What the task requires: Update the records in the stretch from the line that contains "For the following image, mark every sponsor" through the line that contains "[353, 276, 514, 400]" by replacing "sponsor banner" with "advertising banner" and keeping everything else unchanged. Leave the pictures out of your answer.

── Given information

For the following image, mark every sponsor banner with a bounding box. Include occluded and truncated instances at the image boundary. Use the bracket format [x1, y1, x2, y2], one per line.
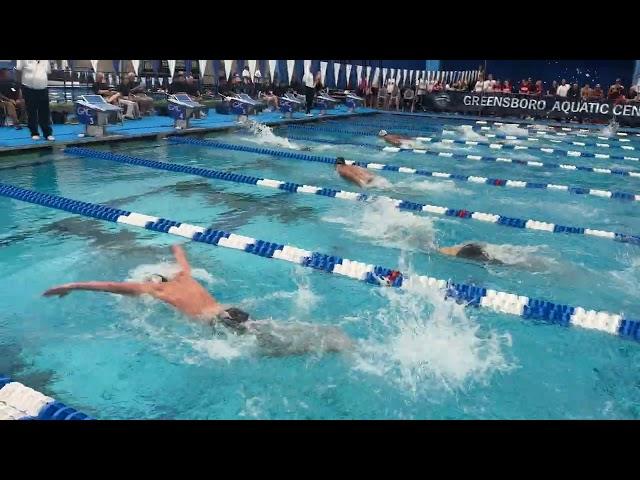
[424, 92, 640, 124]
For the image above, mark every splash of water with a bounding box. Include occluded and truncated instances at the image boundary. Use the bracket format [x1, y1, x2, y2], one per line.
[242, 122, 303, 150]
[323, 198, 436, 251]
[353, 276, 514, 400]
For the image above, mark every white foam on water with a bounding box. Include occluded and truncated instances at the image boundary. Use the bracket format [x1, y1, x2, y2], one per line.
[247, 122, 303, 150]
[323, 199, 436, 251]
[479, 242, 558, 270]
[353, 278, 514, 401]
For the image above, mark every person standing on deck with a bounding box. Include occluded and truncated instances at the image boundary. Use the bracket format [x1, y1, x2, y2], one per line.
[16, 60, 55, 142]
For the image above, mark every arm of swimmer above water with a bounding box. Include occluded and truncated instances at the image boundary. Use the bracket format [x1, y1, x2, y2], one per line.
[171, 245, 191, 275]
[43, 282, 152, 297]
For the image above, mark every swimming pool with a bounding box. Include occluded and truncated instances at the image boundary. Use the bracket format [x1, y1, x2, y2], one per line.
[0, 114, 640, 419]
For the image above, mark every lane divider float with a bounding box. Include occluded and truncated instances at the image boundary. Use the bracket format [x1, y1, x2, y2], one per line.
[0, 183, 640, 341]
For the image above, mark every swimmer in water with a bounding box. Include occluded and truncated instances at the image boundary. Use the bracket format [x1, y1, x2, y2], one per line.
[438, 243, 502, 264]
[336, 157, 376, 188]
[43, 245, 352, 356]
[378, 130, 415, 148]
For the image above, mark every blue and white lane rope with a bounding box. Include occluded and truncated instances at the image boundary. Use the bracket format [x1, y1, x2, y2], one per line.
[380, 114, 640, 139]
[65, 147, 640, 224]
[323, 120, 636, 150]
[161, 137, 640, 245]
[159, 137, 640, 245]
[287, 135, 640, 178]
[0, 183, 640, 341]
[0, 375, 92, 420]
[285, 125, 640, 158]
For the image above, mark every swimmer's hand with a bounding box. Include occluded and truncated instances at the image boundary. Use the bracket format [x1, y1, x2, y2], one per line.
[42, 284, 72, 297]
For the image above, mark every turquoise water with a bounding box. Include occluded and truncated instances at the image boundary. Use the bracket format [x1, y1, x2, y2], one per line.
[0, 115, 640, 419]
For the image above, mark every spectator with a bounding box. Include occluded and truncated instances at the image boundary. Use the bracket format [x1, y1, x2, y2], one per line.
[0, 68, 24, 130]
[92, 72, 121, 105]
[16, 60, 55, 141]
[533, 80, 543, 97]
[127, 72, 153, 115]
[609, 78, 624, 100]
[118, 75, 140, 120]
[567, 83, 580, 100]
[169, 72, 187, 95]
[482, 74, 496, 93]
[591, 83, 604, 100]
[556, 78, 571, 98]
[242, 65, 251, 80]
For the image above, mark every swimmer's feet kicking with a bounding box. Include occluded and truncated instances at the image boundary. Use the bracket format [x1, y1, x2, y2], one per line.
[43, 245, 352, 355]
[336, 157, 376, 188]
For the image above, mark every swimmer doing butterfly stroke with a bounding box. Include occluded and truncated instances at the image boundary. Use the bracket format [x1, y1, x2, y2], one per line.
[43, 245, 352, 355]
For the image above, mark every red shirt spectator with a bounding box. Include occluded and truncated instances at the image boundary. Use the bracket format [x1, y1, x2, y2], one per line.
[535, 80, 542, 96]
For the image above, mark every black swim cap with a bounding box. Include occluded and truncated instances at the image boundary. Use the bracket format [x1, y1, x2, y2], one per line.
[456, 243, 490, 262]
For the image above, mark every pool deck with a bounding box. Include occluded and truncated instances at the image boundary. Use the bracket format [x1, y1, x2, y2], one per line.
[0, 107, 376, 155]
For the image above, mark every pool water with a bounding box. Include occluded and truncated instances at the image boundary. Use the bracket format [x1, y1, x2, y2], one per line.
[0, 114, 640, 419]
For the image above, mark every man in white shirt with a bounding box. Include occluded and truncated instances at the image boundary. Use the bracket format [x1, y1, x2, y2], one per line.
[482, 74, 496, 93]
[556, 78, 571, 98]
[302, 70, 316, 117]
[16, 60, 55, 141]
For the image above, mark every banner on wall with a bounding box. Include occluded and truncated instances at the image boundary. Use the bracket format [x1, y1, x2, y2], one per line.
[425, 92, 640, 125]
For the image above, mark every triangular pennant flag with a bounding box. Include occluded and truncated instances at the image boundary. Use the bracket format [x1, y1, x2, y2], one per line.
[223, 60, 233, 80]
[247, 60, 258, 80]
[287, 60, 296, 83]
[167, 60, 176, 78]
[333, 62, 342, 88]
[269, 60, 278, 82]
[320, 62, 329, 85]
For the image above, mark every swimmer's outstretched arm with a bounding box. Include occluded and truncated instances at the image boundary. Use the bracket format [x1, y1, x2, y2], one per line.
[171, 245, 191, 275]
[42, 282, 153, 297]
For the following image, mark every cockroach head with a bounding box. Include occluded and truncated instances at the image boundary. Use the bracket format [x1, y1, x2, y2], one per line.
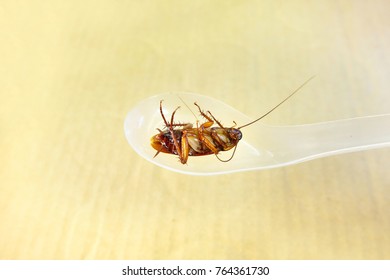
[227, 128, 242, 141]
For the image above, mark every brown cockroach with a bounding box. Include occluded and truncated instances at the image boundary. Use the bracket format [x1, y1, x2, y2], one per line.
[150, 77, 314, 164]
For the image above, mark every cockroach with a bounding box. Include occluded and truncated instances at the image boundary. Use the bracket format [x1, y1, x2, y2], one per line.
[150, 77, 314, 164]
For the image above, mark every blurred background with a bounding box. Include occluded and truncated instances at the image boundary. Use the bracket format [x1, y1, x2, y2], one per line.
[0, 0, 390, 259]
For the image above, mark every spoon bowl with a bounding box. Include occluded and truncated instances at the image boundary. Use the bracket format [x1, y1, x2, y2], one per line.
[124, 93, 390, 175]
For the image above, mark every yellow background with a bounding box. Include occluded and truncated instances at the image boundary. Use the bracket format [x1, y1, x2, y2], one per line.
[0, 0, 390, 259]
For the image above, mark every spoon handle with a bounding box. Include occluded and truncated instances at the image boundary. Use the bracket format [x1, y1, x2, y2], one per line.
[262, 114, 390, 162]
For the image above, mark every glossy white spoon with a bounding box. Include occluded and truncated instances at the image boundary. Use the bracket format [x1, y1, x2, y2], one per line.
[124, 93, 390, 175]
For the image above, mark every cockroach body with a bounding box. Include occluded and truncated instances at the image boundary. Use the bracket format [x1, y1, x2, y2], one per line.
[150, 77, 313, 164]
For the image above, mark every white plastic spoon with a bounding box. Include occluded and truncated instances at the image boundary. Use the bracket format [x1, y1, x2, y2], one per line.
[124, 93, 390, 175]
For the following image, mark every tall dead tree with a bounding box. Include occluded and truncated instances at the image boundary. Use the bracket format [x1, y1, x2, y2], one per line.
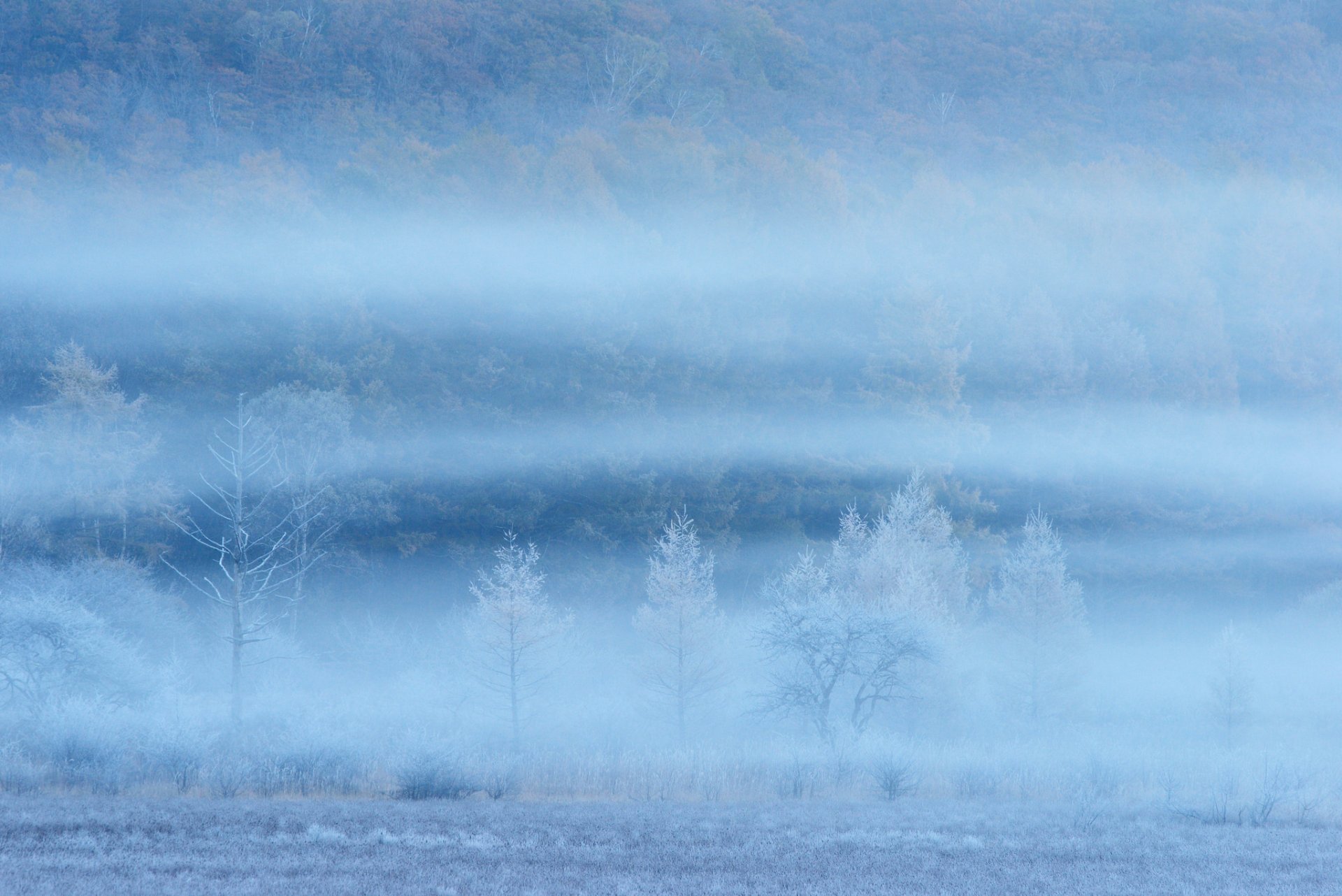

────
── Given information

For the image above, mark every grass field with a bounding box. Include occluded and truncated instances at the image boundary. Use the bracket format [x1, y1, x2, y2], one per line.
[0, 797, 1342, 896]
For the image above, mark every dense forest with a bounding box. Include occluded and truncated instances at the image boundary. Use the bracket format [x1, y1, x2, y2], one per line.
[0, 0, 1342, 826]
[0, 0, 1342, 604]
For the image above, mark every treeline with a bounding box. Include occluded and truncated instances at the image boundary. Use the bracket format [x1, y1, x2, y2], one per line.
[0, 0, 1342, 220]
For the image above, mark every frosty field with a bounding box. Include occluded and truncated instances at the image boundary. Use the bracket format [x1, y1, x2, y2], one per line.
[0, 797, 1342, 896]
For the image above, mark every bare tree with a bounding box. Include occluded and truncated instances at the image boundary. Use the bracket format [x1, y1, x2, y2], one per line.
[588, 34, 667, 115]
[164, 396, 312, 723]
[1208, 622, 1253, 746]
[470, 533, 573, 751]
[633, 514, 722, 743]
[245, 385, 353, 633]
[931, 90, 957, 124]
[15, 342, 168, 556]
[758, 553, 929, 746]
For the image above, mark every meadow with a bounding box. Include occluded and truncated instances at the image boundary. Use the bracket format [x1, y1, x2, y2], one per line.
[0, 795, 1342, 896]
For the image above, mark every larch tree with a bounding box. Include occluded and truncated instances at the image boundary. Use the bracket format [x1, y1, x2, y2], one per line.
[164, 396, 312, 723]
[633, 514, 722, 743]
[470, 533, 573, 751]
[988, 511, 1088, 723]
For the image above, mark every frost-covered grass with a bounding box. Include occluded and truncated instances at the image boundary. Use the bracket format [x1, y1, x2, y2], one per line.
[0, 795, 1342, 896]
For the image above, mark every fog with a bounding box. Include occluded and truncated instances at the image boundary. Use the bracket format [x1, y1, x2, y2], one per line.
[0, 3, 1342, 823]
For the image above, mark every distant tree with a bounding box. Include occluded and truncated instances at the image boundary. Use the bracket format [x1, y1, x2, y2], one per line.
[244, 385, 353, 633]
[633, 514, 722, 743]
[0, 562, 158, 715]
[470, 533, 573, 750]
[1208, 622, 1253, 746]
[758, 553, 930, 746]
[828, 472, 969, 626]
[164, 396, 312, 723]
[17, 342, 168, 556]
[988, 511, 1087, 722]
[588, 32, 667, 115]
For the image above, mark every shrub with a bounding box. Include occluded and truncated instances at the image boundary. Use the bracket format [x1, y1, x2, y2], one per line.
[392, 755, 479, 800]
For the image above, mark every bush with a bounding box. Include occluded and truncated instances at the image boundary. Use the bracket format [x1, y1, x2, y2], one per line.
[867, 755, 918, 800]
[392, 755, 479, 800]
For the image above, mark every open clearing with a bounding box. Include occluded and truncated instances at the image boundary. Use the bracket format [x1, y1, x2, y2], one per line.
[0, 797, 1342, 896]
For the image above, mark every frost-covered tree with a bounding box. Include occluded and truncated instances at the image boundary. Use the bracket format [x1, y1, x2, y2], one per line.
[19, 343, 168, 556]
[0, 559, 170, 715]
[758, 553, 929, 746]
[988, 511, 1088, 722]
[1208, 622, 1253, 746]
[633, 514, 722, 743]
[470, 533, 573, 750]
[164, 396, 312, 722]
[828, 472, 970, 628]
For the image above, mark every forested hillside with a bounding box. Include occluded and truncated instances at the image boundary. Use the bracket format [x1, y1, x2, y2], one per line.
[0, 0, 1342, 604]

────

Finished answer:
For the following image, mark every advertising banner with a bounding box. Include occluded and truncated instances at the image boundary. Use the bracket format [x1, y1, x2, y2], one per line.
[424, 92, 640, 124]
For the image above, mark every splash of water with a bounding box. Include occluded and truncated instances at the image boundary. Use the bracket format [x1, y1, x2, y2], one per line.
[242, 122, 303, 150]
[323, 198, 436, 251]
[353, 276, 514, 400]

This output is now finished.